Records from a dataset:
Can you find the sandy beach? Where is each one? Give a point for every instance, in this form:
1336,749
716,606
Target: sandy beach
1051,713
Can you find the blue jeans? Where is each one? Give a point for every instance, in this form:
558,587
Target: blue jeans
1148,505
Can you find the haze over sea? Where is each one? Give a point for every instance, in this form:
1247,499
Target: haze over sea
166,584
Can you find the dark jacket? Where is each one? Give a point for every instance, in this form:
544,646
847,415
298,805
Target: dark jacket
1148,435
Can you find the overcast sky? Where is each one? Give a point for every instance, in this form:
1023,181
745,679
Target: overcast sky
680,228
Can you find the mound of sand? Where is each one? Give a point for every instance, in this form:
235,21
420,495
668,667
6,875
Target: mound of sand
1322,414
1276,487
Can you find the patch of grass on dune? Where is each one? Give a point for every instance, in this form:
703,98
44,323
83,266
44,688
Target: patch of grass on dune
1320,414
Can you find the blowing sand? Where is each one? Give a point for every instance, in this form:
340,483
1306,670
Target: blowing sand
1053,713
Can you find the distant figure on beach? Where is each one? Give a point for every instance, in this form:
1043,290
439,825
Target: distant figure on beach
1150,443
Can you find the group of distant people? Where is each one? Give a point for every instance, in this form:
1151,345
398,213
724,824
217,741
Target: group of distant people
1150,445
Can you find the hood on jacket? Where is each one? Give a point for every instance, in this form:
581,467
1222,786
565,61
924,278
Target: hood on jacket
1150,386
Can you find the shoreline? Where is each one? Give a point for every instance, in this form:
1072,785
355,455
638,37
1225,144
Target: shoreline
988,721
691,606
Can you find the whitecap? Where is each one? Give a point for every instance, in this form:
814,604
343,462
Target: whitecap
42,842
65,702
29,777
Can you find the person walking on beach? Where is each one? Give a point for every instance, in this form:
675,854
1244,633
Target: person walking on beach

==

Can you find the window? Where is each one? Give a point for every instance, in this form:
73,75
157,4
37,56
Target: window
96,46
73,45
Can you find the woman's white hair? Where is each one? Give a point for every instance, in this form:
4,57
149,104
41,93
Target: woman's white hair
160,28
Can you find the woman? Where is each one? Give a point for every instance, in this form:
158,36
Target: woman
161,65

OBJECTIVE: Gather every line in the listing that contains the word "mound".

FINISHED ANSWER:
Can you find the mound of sand? Where is each one? Give a point for every instance, in this form:
Target: mound of sand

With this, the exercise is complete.